* _YOUR TASKS_:
a) From the passage on the South China Sea below, list the three aims that the passage says require comprehensive policies and the promotion of cooperation.
b) Resume the passage on South China Sea governance below, picking up after its final sentence.

* _EXTRACTED TEXT_:
+++++
2023-11-30 10:15:45       source:NISCSS

November 29, 2023

The concept of a community with a shared future for the oceans proposed by President Xi Jinping has pointed out the way forward for global ocean governance. Defending maritime peace, protecting the marine environment, and promoting maritime prosperity require comprehensive policies and promotion of cooperation, especially the use of international law to properly handle international maritime disputes. China has always maintained that disputes should be resolved peacefully through friendly consultations by the countries directly concerned.


Among the maritime governance issues surrounding China, the South China Sea is unique and complex. It is essentially maritime disputes left over from history but to a large extent involves geopolitical competition between major powers. Against this backdrop, while the overall management of the dispute has been relatively effective, occasional disagreements and frictions occur, highlighting the complexity and fragility of the situation.


As is well known, the South China Sea is one of the most important and busiest waterways in the world, with intensive shipping activities. Fifty percent of the world's merchant ships pass through here, accounting for one-third of the world's maritime trade.


Over the past two decades, the mechanisms under the framework of the Declaration on the Conduct of Parties in the South China Sea between China and ASEAN countries have achieved fruitful results in maritime governance and cooperation. These mechanisms also provide broad space for China and relevant parties to effectively manage differences and properly resolve the South China Sea issues through diplomacy.
+++++
* _LISTED RECORDS_:
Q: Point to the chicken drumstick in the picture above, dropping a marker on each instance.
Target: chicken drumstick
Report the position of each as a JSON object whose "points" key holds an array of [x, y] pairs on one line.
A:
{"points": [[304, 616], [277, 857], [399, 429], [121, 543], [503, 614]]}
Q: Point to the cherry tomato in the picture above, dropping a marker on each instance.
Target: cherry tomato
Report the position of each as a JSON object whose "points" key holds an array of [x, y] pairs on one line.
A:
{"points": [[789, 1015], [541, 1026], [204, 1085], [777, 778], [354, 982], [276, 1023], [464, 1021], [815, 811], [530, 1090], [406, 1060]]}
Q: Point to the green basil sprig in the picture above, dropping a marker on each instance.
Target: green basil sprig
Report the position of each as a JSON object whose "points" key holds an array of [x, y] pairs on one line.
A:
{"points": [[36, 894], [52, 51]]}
+++++
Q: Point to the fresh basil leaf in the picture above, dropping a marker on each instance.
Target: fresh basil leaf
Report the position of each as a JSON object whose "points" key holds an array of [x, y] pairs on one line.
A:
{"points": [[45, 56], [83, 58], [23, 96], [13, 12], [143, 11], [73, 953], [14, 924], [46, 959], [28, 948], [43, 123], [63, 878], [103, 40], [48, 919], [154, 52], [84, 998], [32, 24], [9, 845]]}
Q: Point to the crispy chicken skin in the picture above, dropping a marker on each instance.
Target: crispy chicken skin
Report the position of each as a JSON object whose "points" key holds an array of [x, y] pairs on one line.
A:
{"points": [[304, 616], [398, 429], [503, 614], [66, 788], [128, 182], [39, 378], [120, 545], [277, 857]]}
+++++
* _ANSWER SET_:
a)
1. Defending maritime peace
2. Protecting the marine environment
3. Promoting maritime prosperity

b)
Through the DOC, China and ASEAN countries are committed to upholding freedom of navigation as granted by international law. Regardless of changes in the regional situation, normal international commercial navigation has never been hindered in the South China Sea. This is one of the important indicators for the international community's assessment of the situation in the South China Sea.


China and ASEAN countries in the DOC have reaffirmed the United Nations Charter and the principles of international law, insisted on deepening mutual trust through dialogue and cooperation, and reached a consensus on resolving disputes through direct negotiations and consultations among the parties involved. Over the past two decades, escalating disputes have been effectively contained, preventing military conflicts in the South China Sea.


Considering the situation in the South China Sea and maritime trends, certain parties involved in disputes should realize that the trust built through joint efforts by China and ASEAN countries is extremely precious. Only through comprehensive, effective, complete and faithful implementation of the declaration can political trust continue to accumulate, ensuring regional peace and stability.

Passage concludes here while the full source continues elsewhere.